[Saved data entries]
⟨
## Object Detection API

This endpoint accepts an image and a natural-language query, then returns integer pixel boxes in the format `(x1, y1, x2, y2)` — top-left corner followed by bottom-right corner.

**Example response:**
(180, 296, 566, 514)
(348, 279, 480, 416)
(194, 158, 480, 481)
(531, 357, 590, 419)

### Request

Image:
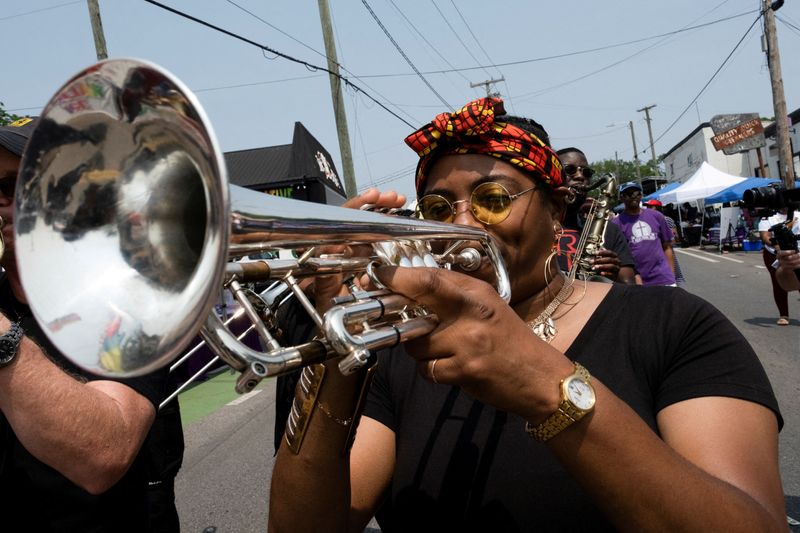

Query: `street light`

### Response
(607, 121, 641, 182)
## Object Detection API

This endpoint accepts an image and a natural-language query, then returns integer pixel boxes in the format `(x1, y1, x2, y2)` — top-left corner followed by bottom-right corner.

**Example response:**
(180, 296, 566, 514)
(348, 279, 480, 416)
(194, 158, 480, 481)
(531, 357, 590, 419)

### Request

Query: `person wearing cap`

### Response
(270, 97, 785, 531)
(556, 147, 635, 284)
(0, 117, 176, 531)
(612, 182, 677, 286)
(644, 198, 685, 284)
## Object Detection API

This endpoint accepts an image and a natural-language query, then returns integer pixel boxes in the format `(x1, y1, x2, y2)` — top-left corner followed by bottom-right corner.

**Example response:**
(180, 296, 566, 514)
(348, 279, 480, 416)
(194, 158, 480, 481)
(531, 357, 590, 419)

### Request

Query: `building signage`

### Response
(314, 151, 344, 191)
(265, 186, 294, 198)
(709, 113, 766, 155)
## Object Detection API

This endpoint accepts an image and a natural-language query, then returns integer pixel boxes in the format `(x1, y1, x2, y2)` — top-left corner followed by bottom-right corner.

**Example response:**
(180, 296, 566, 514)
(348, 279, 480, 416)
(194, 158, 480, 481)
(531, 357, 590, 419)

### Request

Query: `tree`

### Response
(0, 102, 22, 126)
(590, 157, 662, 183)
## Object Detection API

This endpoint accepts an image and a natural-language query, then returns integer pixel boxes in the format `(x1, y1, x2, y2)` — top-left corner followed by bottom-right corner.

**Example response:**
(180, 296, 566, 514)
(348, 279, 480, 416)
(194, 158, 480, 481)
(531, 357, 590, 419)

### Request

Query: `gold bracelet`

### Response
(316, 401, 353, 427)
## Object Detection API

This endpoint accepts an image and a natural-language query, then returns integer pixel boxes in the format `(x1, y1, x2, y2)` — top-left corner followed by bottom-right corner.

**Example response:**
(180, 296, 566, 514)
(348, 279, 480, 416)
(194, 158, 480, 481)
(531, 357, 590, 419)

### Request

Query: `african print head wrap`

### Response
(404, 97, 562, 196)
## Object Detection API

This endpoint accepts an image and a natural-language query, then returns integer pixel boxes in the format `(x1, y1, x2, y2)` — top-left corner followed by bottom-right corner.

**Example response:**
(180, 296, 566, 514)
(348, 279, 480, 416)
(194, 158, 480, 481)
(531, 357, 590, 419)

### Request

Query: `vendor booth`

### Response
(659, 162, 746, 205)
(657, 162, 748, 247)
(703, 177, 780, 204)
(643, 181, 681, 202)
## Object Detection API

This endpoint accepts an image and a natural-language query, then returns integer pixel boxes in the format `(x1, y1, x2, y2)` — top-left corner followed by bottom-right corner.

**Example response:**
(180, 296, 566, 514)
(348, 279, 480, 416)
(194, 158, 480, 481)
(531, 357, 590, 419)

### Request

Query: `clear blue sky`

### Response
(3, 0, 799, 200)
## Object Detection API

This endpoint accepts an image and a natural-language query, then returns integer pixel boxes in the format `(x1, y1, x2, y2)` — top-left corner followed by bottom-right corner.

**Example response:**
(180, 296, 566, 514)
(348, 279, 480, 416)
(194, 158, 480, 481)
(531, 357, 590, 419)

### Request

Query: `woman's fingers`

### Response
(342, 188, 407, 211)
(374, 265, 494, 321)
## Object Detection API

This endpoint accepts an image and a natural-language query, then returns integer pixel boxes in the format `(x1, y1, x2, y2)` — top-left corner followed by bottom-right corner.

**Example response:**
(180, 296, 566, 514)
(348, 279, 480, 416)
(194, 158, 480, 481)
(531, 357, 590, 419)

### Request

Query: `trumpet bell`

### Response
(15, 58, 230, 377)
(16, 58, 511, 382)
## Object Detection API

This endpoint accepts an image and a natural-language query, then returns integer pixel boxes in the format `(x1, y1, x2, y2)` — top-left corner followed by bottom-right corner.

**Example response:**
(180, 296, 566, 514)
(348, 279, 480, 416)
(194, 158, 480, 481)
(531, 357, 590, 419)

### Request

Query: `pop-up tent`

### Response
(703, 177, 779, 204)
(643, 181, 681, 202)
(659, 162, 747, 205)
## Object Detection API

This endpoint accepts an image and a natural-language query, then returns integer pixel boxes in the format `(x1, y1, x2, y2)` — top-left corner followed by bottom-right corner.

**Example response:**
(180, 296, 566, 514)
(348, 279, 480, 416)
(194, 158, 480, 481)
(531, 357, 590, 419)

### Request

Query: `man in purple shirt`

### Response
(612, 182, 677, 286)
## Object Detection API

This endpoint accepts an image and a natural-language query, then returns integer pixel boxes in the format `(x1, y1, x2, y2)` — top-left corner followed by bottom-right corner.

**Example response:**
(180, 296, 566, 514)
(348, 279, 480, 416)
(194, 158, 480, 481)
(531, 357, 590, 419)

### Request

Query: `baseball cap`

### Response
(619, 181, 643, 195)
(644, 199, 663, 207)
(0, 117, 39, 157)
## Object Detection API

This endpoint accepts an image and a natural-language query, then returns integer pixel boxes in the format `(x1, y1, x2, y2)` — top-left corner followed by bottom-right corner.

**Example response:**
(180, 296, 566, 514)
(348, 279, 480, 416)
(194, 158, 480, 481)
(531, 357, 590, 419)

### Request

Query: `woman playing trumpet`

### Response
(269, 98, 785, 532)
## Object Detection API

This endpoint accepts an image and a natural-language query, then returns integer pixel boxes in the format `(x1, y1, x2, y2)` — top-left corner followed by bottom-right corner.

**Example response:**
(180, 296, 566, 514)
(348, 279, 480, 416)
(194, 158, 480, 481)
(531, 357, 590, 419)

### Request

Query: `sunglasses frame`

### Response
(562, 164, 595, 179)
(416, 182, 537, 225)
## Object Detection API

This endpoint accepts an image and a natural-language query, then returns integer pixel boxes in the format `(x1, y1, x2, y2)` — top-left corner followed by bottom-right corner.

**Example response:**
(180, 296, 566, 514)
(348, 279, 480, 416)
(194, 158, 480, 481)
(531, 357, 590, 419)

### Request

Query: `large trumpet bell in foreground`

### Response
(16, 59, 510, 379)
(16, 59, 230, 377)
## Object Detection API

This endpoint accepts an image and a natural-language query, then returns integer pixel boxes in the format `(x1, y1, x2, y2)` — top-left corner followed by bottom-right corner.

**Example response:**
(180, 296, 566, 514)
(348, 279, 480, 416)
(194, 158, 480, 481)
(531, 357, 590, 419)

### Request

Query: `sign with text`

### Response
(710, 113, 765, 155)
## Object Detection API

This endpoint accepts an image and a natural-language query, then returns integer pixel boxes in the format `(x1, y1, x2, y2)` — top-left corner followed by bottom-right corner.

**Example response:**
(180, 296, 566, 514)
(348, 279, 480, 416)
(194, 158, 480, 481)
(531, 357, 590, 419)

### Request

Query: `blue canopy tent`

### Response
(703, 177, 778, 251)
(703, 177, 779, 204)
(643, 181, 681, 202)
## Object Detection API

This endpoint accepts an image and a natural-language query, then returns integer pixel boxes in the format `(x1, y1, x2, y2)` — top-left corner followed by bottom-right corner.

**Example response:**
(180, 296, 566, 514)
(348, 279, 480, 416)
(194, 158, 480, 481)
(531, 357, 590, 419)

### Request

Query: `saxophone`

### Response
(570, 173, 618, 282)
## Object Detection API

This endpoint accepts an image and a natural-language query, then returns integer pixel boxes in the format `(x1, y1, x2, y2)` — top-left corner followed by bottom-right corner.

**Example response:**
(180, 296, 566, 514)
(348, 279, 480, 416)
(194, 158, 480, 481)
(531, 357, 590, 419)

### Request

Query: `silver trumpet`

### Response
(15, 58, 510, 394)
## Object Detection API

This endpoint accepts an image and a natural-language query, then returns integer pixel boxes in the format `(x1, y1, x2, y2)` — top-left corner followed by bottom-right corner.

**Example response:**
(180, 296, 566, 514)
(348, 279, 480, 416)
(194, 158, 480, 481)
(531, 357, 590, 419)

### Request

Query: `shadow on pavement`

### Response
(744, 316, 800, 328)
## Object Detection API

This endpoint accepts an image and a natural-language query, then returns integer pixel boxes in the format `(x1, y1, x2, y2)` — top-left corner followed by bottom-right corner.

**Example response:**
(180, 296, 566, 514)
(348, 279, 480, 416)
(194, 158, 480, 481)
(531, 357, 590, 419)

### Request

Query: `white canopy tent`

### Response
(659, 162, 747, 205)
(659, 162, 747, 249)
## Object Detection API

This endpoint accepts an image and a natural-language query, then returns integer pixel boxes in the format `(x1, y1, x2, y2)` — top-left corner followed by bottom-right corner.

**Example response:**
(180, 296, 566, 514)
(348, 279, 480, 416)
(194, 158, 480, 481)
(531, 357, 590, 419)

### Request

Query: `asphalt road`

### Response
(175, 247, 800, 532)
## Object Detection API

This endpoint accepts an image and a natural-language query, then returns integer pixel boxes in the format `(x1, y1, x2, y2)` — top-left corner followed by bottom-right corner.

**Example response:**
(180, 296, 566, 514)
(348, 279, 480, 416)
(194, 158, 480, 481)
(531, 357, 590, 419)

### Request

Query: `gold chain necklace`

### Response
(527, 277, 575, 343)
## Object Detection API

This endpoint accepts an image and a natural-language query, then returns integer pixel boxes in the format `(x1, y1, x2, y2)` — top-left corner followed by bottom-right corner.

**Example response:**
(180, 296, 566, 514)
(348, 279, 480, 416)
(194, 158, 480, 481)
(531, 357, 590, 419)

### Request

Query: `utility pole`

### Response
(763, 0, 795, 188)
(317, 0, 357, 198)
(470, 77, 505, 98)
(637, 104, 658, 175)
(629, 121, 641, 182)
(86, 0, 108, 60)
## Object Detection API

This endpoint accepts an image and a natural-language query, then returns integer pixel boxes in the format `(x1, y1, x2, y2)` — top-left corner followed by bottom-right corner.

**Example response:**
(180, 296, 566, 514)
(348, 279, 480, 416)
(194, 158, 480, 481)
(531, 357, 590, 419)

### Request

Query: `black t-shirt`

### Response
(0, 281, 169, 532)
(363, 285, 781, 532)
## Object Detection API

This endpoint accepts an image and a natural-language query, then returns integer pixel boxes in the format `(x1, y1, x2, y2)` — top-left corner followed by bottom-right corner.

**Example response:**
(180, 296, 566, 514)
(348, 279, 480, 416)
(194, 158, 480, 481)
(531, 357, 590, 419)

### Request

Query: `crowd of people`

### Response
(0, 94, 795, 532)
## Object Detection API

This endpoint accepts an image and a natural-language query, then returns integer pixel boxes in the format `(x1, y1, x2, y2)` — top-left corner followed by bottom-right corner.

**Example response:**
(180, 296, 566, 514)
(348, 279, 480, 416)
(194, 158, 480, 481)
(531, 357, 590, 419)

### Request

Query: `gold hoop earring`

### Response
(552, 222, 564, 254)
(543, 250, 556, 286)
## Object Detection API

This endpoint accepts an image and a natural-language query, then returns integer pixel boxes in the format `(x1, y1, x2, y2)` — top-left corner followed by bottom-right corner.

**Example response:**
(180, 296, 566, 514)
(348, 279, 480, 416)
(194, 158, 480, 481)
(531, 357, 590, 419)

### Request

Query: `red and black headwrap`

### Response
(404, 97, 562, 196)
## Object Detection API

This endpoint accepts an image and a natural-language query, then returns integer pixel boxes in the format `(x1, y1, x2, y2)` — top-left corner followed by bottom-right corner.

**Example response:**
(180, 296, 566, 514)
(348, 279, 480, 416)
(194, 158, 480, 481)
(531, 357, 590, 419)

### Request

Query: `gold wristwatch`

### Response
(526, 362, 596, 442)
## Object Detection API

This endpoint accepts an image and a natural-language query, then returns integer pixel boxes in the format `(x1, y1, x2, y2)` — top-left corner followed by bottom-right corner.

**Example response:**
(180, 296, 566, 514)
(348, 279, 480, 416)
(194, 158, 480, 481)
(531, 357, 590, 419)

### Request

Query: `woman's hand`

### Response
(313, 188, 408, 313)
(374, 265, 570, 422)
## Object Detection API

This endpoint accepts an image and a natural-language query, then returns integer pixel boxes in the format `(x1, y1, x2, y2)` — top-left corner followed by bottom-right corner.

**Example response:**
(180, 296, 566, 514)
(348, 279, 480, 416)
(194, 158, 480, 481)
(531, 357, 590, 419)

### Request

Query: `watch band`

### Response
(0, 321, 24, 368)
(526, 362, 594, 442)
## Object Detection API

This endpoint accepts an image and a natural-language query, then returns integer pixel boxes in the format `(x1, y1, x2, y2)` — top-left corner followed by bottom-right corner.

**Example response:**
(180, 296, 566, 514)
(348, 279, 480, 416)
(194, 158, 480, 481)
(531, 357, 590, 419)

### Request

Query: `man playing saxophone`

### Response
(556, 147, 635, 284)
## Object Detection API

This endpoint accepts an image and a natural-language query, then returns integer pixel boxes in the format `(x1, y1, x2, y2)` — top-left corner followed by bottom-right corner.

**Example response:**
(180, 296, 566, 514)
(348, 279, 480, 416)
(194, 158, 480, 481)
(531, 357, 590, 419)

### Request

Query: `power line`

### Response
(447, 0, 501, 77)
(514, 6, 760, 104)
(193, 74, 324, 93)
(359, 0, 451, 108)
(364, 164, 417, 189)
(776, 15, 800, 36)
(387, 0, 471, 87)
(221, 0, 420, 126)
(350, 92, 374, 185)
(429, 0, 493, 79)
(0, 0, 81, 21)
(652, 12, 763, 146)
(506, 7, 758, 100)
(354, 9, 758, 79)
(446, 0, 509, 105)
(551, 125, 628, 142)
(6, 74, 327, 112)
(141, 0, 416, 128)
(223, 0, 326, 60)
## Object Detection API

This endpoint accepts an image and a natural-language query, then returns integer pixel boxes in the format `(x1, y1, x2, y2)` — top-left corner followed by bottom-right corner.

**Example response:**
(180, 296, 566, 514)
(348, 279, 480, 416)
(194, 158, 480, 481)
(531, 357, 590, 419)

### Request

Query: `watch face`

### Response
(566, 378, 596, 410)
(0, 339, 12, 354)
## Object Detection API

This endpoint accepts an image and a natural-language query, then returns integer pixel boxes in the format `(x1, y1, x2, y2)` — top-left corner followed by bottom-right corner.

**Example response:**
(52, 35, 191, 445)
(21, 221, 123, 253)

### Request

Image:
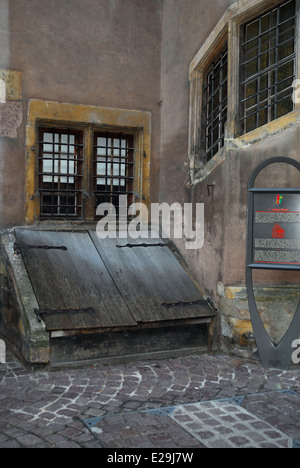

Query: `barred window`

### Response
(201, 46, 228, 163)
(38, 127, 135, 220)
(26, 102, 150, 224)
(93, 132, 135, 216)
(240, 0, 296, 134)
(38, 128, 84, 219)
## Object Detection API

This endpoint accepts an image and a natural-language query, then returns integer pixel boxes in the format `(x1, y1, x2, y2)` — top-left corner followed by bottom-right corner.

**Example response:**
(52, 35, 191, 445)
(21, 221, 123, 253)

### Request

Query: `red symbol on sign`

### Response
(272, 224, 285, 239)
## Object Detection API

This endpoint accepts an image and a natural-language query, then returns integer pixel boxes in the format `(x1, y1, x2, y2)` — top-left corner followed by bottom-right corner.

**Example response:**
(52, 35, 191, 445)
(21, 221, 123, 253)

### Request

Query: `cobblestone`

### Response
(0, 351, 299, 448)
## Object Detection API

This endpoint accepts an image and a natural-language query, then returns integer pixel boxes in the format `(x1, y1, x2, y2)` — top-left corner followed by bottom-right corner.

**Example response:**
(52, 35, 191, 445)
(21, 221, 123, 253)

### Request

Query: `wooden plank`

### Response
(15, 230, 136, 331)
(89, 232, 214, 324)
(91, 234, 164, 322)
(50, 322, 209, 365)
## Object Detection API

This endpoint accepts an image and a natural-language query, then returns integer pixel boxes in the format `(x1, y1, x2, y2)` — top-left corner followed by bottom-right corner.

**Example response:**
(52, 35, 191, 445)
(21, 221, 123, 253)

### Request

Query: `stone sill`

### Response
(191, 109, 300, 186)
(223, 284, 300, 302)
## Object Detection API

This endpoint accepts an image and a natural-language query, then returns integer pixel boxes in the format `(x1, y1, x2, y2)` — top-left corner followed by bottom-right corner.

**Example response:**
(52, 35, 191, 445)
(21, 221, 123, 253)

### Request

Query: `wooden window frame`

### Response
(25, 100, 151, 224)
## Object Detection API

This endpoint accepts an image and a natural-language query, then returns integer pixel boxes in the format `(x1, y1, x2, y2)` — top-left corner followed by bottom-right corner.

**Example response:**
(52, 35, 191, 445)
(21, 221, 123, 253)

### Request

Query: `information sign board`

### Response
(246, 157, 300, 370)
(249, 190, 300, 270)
⟩
_WORK ITEM:_
Track down all lines above with the string "tent" and copy them.

_REPLY TO THE EXERCISE:_
Query: `pop-up tent`
Query: `blue canopy tent`
Query: `white canopy tent`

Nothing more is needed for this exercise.